The problem — Filter the items below and copy out every line that contains the string "faucet". Matching is case-sensitive.

Task data —

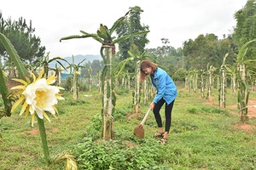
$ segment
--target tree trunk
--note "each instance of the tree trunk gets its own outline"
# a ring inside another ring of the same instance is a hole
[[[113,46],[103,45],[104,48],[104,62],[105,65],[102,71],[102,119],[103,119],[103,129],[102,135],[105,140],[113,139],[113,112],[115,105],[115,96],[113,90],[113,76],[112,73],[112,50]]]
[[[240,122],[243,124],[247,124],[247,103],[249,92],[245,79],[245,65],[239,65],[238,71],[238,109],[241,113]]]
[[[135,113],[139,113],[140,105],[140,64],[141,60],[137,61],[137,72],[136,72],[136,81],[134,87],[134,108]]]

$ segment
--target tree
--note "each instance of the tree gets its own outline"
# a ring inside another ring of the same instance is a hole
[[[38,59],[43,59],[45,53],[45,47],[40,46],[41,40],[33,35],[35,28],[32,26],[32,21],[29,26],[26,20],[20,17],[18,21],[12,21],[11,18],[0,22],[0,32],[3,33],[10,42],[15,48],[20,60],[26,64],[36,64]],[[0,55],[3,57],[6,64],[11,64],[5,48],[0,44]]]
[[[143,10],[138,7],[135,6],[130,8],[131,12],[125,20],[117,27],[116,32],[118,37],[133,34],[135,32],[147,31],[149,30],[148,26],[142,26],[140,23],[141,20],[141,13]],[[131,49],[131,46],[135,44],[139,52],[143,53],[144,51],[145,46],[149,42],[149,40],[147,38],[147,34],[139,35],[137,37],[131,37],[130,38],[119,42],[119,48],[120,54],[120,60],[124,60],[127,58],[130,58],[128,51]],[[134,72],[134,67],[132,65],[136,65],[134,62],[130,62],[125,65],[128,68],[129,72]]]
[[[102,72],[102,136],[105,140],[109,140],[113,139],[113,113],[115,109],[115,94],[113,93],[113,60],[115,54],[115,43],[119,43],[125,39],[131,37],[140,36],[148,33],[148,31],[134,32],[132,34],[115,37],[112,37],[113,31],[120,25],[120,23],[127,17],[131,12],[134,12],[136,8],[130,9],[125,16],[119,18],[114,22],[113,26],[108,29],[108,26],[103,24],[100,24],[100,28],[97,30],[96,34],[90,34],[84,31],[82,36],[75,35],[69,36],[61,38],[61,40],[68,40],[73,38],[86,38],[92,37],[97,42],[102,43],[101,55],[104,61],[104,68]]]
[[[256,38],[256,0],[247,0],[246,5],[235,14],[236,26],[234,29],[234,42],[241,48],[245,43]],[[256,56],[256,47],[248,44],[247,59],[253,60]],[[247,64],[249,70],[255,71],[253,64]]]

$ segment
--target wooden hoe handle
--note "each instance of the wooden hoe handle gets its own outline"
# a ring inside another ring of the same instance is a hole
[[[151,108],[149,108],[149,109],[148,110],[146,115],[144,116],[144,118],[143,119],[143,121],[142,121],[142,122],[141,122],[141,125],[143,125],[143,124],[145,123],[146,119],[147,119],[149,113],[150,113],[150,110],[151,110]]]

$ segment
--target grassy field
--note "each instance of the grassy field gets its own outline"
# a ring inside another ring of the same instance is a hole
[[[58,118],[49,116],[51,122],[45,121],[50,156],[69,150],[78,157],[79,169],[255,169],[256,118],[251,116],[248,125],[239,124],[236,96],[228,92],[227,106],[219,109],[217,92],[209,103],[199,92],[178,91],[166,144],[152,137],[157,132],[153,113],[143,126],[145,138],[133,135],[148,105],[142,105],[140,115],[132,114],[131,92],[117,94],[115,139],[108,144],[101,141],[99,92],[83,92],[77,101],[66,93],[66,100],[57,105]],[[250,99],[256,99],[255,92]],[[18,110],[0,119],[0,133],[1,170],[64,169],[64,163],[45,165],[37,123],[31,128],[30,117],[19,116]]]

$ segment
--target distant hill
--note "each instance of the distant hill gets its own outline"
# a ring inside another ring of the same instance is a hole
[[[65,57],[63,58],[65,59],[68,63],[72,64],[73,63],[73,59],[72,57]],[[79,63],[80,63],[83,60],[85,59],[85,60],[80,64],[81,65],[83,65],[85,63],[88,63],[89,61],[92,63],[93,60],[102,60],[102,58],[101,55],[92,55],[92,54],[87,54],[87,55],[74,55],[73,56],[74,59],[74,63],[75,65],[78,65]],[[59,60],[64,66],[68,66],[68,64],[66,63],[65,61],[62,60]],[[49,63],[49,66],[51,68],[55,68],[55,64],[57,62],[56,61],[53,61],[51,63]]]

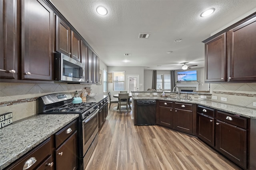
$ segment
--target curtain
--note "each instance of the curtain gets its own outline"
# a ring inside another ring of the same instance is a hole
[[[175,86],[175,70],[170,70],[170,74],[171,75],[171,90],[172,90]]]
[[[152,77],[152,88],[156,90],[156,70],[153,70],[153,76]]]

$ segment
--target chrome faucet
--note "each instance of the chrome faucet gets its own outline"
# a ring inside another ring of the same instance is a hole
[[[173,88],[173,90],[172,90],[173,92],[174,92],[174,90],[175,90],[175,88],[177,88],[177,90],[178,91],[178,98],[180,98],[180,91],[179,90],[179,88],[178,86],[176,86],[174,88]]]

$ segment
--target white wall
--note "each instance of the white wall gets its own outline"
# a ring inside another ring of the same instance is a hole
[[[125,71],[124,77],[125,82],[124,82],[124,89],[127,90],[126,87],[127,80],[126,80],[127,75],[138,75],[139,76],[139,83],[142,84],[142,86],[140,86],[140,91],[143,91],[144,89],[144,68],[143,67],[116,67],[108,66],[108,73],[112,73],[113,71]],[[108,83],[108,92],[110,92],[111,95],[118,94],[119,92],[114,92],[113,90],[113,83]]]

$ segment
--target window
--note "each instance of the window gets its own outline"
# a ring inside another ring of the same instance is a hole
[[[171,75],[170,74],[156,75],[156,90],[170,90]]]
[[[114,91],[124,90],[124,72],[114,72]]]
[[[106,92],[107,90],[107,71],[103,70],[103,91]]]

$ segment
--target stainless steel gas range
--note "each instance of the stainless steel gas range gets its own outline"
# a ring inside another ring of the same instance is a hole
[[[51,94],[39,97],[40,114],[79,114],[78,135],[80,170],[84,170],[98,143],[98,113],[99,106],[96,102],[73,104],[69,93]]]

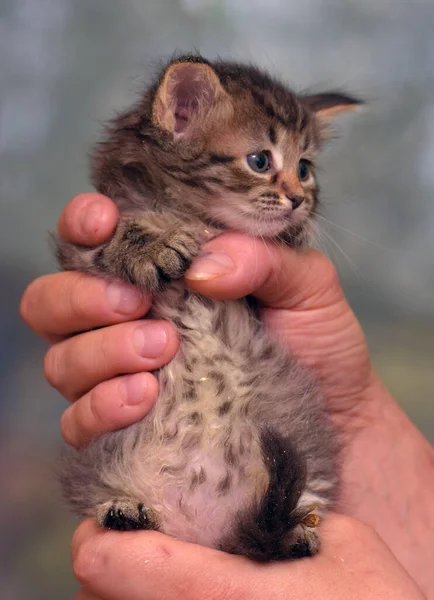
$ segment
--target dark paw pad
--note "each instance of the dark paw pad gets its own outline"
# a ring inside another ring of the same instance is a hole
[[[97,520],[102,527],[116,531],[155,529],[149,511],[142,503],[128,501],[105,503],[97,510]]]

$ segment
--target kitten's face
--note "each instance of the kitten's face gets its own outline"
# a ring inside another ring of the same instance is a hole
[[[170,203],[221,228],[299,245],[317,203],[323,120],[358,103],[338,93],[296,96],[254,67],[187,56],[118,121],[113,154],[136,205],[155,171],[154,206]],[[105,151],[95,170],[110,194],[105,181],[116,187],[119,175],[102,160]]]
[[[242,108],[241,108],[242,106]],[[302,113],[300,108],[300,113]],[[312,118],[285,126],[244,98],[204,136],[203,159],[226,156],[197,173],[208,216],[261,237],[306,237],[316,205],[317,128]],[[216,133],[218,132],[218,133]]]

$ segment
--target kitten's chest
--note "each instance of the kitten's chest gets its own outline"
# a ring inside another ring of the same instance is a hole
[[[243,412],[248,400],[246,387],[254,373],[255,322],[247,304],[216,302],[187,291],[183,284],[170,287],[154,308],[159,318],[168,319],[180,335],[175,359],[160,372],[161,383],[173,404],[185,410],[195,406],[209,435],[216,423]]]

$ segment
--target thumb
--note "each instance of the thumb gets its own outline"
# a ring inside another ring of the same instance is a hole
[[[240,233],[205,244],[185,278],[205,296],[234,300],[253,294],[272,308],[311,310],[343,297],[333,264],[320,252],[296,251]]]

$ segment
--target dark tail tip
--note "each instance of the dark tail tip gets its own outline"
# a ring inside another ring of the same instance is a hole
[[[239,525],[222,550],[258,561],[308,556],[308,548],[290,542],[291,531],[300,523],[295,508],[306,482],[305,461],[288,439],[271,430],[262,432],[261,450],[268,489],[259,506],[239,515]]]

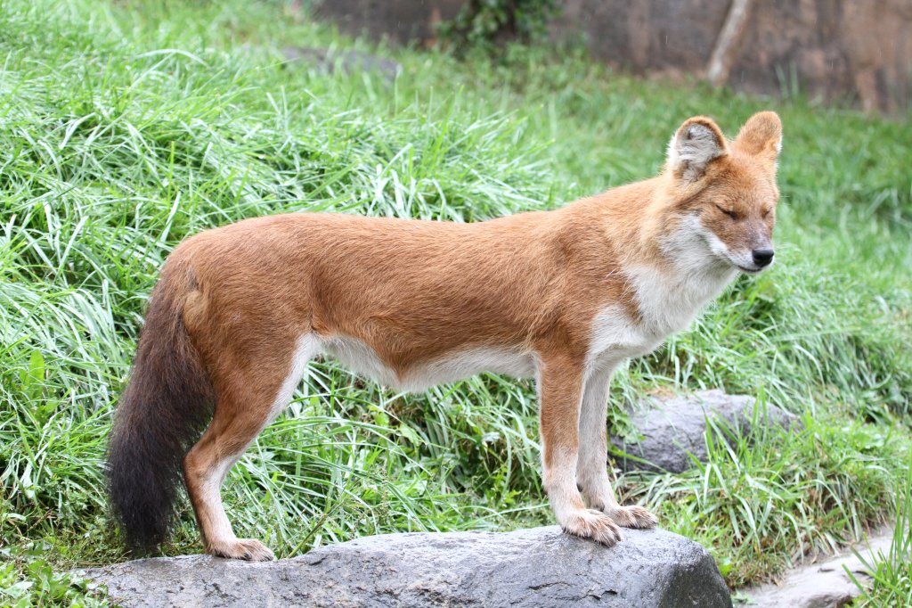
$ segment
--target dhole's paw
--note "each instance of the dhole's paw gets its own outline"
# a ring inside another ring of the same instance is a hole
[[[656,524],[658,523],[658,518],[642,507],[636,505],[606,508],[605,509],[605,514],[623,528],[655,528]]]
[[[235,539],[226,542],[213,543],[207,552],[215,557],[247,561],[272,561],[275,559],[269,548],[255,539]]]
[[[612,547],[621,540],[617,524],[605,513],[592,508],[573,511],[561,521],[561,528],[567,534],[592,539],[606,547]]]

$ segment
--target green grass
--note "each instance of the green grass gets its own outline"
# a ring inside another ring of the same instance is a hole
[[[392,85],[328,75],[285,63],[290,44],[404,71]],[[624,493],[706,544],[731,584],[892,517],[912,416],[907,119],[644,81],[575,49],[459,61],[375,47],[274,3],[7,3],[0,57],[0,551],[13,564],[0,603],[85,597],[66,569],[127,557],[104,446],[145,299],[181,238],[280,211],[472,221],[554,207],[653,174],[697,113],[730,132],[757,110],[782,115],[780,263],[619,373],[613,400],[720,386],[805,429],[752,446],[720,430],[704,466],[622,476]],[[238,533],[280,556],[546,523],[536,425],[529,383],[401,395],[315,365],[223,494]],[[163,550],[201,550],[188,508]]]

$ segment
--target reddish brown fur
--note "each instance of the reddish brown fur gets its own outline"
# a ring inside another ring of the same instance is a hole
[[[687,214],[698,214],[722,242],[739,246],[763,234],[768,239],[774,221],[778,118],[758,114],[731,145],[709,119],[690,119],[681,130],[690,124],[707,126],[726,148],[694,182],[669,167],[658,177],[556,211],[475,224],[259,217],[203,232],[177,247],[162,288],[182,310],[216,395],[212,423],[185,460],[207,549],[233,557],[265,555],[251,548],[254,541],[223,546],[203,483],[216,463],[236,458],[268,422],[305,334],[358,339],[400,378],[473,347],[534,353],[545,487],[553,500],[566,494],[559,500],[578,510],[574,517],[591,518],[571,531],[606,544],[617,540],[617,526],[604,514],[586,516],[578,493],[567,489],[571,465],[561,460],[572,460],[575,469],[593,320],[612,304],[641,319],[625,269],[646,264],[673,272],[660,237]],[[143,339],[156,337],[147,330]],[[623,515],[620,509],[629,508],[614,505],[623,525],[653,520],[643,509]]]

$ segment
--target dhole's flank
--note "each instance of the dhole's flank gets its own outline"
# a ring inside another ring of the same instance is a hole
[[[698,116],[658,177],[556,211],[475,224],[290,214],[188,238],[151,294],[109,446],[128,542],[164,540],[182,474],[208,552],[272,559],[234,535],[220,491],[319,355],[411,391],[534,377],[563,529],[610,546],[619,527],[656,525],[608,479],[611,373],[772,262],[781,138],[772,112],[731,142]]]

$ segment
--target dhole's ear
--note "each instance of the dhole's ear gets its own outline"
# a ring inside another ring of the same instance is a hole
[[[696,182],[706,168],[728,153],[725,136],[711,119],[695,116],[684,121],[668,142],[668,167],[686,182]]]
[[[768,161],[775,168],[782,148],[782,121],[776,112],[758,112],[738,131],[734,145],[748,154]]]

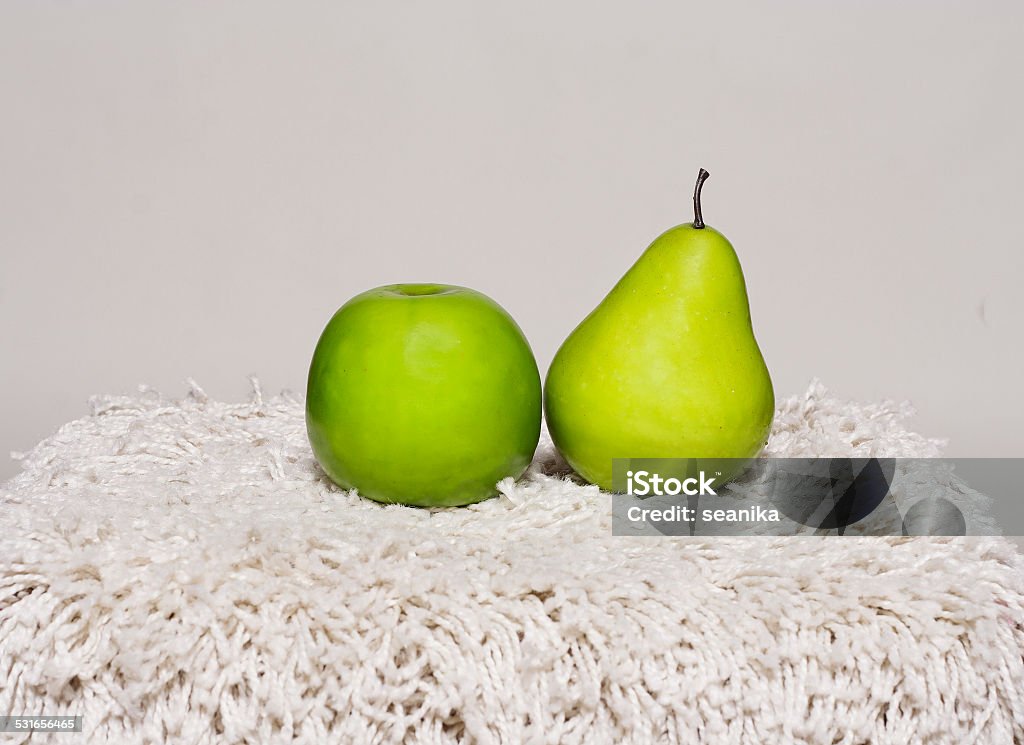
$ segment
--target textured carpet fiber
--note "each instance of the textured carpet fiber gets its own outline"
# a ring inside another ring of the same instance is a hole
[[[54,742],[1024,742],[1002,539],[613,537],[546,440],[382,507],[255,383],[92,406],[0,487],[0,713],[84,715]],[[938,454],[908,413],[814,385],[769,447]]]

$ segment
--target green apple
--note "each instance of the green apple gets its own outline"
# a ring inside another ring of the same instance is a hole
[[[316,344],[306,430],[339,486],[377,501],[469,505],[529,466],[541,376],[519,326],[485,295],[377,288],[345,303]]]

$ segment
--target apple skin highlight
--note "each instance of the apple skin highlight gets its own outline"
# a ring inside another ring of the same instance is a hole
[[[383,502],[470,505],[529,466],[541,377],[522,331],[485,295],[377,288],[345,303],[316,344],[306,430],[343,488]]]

Answer —
--target chrome faucet
--note "each instance of the chrome faucet gets its own outline"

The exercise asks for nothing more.